- Task prompt
Retype the lines from the one holding "target: dark green foliage" to the one holding "M 256 91 L 256", inclusive.

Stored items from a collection
....

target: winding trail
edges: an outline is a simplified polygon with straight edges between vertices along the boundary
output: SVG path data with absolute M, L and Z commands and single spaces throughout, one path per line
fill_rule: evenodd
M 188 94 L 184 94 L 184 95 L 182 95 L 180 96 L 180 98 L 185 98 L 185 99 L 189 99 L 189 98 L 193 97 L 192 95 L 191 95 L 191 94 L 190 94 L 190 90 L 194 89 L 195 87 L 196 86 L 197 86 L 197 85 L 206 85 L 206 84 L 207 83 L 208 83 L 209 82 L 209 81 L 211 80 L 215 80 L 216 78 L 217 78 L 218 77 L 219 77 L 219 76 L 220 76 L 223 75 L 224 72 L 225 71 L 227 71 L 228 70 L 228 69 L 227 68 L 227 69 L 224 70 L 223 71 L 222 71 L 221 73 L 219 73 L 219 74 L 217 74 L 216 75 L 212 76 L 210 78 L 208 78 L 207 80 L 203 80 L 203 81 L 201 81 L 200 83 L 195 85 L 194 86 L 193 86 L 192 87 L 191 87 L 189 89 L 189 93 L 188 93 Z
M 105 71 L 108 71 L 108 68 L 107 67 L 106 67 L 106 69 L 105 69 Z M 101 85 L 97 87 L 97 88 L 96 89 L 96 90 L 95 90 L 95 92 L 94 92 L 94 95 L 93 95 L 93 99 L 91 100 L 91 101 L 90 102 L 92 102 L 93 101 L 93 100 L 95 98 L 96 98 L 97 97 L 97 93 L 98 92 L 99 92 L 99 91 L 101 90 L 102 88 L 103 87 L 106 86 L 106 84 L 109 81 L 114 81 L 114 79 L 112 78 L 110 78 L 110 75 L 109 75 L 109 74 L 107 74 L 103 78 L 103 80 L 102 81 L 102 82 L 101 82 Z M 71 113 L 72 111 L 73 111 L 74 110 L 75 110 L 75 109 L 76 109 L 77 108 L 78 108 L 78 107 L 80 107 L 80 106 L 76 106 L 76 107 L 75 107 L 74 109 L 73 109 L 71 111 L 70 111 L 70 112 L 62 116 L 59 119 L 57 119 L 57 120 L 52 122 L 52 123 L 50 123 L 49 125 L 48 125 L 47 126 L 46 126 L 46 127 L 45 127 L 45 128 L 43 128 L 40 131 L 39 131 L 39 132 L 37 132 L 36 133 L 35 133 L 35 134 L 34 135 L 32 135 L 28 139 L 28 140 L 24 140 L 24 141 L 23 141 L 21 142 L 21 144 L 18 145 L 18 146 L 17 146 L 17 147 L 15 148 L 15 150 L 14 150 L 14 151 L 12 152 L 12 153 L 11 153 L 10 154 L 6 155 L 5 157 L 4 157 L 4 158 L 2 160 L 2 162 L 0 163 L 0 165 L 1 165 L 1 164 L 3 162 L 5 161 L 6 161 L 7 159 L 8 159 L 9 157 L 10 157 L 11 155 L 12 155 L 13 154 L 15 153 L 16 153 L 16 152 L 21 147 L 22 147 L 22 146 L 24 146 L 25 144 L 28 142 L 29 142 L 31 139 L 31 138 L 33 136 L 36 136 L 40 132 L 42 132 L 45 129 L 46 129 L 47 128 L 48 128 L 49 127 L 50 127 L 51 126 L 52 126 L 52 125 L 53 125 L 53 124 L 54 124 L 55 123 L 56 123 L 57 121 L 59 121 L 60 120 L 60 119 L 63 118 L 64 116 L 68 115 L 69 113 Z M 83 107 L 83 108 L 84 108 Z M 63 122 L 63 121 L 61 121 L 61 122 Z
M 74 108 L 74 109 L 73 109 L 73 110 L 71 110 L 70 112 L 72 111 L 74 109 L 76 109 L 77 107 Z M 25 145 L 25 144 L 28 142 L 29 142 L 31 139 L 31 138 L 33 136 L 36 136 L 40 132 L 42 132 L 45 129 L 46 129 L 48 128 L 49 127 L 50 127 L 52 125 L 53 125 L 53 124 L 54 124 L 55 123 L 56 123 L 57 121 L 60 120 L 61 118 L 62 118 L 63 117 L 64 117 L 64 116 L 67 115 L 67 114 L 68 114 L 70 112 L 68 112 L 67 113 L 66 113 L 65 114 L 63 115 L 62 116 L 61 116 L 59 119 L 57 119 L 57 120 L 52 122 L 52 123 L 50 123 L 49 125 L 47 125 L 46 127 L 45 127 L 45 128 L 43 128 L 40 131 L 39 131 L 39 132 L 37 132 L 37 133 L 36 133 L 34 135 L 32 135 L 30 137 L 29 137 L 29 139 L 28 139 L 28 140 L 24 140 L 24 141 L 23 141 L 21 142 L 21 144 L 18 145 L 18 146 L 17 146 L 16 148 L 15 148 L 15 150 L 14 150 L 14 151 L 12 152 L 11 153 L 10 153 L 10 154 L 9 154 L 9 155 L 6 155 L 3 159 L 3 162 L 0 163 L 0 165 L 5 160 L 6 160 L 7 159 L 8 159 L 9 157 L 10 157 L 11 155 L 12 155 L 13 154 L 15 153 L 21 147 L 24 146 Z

....

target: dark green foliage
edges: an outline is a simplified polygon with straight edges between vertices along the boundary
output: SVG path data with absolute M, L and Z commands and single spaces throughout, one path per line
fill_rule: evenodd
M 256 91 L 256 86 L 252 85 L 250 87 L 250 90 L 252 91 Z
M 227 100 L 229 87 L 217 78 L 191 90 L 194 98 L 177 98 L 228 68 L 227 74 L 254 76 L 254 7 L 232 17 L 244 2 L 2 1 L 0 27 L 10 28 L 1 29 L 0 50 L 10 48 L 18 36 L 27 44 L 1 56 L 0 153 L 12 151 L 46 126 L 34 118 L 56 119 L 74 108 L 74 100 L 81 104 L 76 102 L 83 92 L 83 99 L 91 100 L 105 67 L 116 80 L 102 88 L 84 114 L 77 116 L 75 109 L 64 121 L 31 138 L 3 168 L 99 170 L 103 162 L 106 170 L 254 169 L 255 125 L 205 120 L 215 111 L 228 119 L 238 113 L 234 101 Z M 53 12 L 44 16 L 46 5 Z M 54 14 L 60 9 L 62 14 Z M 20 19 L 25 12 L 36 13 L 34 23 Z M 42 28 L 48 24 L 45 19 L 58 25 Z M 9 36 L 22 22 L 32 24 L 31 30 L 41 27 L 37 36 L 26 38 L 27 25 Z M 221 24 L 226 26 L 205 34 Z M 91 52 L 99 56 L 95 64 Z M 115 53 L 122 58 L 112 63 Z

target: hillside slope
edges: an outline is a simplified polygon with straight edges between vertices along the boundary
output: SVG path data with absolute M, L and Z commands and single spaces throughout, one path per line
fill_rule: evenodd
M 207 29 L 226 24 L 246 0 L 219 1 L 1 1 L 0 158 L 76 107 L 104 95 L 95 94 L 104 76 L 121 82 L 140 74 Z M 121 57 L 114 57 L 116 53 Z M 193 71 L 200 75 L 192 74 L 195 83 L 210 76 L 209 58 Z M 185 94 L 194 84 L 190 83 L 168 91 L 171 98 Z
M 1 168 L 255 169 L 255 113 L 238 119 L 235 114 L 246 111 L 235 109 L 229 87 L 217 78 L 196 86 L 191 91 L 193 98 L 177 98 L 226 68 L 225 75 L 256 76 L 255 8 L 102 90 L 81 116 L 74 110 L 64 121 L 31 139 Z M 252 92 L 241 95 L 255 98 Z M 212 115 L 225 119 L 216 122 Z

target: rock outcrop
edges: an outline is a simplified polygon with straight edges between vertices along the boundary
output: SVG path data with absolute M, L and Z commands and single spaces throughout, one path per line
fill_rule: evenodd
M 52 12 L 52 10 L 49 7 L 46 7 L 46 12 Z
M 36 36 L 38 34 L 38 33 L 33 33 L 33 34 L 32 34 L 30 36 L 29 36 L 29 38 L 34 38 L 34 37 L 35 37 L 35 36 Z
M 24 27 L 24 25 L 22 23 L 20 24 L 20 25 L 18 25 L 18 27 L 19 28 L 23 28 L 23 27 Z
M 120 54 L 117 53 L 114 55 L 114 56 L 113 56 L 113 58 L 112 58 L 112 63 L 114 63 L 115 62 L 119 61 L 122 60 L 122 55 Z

....

- The solution
target: dark green foliage
edges: an outline is a simplified polygon with straight edges between vertices along the boundary
output: SVG path data with absolute M, L and Z commands and single spaces throughout, one path per line
fill_rule: evenodd
M 256 91 L 256 86 L 252 85 L 250 87 L 250 90 L 252 91 Z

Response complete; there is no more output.